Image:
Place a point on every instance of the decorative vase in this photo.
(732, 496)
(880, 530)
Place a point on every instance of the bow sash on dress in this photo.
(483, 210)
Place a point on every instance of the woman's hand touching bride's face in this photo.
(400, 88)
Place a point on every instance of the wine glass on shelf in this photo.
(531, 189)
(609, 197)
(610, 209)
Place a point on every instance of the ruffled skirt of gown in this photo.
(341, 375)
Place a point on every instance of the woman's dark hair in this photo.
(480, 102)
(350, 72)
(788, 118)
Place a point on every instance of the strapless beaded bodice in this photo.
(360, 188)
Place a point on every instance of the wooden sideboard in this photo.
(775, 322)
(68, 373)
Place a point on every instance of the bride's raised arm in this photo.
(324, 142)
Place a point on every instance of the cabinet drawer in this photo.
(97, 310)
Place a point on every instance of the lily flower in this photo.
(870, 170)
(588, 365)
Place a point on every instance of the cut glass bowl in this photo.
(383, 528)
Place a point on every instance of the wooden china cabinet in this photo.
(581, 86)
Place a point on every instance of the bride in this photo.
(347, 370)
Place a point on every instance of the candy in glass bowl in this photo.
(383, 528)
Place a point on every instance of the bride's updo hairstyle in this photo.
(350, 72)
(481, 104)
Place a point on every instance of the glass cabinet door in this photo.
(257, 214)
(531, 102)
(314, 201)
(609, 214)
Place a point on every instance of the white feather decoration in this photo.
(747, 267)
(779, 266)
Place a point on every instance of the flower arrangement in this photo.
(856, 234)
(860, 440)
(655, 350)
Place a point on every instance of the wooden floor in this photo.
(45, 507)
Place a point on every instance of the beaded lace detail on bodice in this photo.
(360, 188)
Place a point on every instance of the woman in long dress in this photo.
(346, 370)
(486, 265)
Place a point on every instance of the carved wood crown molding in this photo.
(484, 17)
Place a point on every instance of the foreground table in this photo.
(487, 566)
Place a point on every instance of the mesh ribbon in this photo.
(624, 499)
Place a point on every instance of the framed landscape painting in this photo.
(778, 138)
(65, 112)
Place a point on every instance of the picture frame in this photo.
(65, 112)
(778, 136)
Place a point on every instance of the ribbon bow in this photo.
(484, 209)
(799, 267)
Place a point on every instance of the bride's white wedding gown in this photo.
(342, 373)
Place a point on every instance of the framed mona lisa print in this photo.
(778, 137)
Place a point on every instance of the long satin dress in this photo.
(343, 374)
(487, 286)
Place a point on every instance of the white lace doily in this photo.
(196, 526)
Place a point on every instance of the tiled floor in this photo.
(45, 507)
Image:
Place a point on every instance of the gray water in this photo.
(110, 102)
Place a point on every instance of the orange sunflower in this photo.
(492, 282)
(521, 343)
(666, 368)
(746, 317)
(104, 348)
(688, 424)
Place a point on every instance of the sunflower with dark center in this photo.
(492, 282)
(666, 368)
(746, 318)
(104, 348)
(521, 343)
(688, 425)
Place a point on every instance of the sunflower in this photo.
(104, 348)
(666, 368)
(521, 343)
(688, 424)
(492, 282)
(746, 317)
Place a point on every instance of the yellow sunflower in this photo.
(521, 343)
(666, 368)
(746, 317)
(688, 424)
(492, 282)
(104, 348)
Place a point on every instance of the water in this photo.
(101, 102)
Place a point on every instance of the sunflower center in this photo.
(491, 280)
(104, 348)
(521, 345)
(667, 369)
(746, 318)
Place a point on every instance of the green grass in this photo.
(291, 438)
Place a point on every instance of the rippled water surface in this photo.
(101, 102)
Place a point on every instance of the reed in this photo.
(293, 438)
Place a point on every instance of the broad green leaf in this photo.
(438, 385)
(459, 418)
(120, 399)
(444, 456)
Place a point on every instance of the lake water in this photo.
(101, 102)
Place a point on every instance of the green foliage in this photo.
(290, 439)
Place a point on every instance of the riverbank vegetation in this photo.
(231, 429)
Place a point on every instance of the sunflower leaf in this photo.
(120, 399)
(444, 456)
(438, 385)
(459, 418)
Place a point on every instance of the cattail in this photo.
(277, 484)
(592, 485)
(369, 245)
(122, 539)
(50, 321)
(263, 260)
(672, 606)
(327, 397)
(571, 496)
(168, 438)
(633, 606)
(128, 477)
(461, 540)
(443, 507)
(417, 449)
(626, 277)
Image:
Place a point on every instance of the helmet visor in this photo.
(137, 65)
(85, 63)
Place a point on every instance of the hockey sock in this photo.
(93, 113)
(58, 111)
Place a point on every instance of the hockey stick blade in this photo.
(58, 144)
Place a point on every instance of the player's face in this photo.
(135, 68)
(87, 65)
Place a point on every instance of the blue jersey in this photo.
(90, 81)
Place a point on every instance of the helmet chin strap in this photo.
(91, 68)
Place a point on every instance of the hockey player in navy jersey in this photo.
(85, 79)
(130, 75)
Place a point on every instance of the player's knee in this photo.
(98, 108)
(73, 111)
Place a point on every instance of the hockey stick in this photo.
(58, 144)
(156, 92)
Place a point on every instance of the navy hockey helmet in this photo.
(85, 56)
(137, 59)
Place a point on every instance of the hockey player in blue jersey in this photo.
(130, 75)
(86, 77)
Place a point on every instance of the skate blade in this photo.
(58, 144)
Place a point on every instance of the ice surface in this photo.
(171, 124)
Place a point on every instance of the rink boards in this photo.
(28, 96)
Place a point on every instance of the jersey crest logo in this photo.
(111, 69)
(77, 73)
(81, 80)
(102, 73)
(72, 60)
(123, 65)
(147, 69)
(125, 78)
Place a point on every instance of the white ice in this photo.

§

WRITTEN REQUEST
Every record shown above must be echoed exactly.

ANSWER TO THIS EXERCISE
Image:
Place a point on every instance of the decorative vase in this photo.
(732, 496)
(880, 530)
Place a point on every instance of the bow sash on dress in this photo.
(483, 210)
Place a point on every instance of the woman's hand touching bride's face in this photo.
(400, 88)
Place a point on every instance of the wine glass on shelf in this photo.
(531, 189)
(609, 197)
(610, 209)
Place a point on every instance of the ruffled skirt of gown in this photo.
(341, 375)
Place a point on every instance of the woman's dark hair in this photo.
(480, 102)
(350, 72)
(788, 118)
Place a point on every instance of the strapless beaded bodice in this photo.
(360, 188)
Place a point on every instance of the wooden sideboard in this photo.
(775, 322)
(68, 373)
Place a point on every instance of the bride's raised arm in this photo.
(324, 142)
Place a point on every instance of the cabinet drawer in this photo.
(97, 310)
Place a point on every instance of the lily flower in this photo.
(870, 170)
(588, 365)
Place a point on every instance of the cut glass bowl in this photo.
(383, 528)
Place a point on every instance of the wooden china cabinet in this photo.
(581, 86)
Place a point on every instance of the bride in this photo.
(347, 370)
Place a point on every instance of the candy in glass bowl in this photo.
(383, 528)
Place a point on every instance of the bride's updo hairstyle in this photo.
(350, 72)
(481, 104)
Place a point on every instance of the glass cabinet door in this photo.
(257, 214)
(531, 102)
(314, 201)
(609, 214)
Place a point on every instance of the white feather decoration in this photo.
(747, 267)
(779, 266)
Place a point on every instance of the flower arrangement in this photo.
(856, 234)
(860, 440)
(655, 350)
Place a point on every instance of the wooden floor in this photo.
(45, 507)
Place a point on every instance of the beaded lace detail on bodice in this photo.
(360, 188)
Place a point on every instance of the woman in long dress in this photo.
(346, 370)
(486, 265)
Place a point on every instance of the carved wood crown molding in this photo.
(484, 17)
Place a point on every instance of the foreground table in this photo.
(487, 566)
Place a point on every instance of the mesh ribbon in this photo.
(624, 499)
Place a point on every instance of the framed landscape painting in this photo.
(778, 138)
(65, 112)
Place a point on every instance of the picture frame in this photo.
(65, 112)
(778, 136)
Place a point on every instance of the ribbon bow in this photo.
(484, 209)
(799, 267)
Place a point on every instance of the bride's white wedding gown in this photo.
(342, 373)
Place a point on every instance of the framed mona lisa print in this photo.
(778, 137)
Place a point on every instance of the long satin dress in this photo.
(343, 374)
(487, 286)
Place a point on every instance of the white lace doily in this photo.
(196, 526)
Place a point on every instance of the tiled floor in this photo.
(45, 507)
Image:
Place a point on every instance of the gray water in this photo.
(110, 102)
Place a point on every instance of the orange sunflower in this photo.
(492, 282)
(521, 343)
(666, 368)
(746, 317)
(104, 348)
(688, 424)
Place a point on every instance of the sunflower with dark center in this photo.
(492, 282)
(666, 368)
(746, 318)
(104, 348)
(521, 343)
(688, 425)
Place a point on every instance of the sunflower in this photo.
(104, 348)
(666, 368)
(521, 343)
(688, 424)
(492, 282)
(746, 317)
Place a point on every instance of the yellow sunflower in this photo.
(521, 343)
(666, 368)
(746, 317)
(688, 424)
(492, 282)
(104, 348)
Place a point on every instance of the water in this photo.
(101, 102)
Place a point on every instance of the sunflower center in this photo.
(491, 280)
(104, 348)
(521, 345)
(667, 369)
(746, 318)
Place a point on every instance of the green grass in this photo.
(291, 438)
Place a point on every instance of the rippled water surface in this photo.
(101, 102)
Place a point on every instance of the reed in this photo.
(293, 438)
Place a point on every instance of the broad green leaf in this photo.
(438, 385)
(459, 418)
(120, 399)
(444, 456)
Place a point on every instance of the lake water in this photo.
(101, 102)
Place a point on every instance of the green foliage in this photo.
(290, 439)
Place a point on every instance of the riverbank vegetation in this photo.
(231, 429)
Place a point on every instance of the sunflower leaf in this photo.
(120, 399)
(444, 456)
(438, 385)
(459, 418)
Place a point on every instance of the cattail in this photo.
(277, 484)
(592, 485)
(369, 245)
(122, 539)
(50, 321)
(263, 260)
(672, 606)
(327, 397)
(571, 496)
(168, 438)
(633, 606)
(128, 477)
(461, 540)
(443, 507)
(417, 449)
(626, 277)
Image:
Place a point on every instance of the helmet visor in this photo.
(137, 65)
(85, 63)
Place a point on every instance of the hockey sock in this photo.
(93, 113)
(58, 111)
Place a point on every instance of the hockey stick blade in this photo.
(58, 144)
Place a point on every instance of the player's face in this photo.
(135, 68)
(87, 65)
Place a point on every instance of the blue jersey in this photo.
(90, 81)
Place a point on every instance of the helmet chin strap in this photo.
(91, 68)
Place a point on every instance of the hockey player in navy jersey in this photo.
(85, 79)
(130, 75)
Place a point on every instance of the player's knee in this photo.
(98, 108)
(73, 111)
Place a point on every instance of the hockey stick in this photo.
(58, 144)
(156, 92)
Place a point on every instance of the navy hockey helmet in this photo.
(85, 56)
(137, 59)
Place a point on every instance of the hockey player in blue jersey in this photo.
(130, 75)
(86, 77)
Place a point on every instance of the skate blade in this photo.
(58, 144)
Place a point on every instance of the ice surface in this photo.
(171, 124)
Place a point on every instance of the rink boards in this photo.
(28, 96)
Place a point on every instance of the jersey crest logo in this photo.
(111, 69)
(77, 73)
(81, 80)
(102, 73)
(72, 60)
(123, 65)
(147, 69)
(125, 78)
Place a point on every instance of the white ice in this photo.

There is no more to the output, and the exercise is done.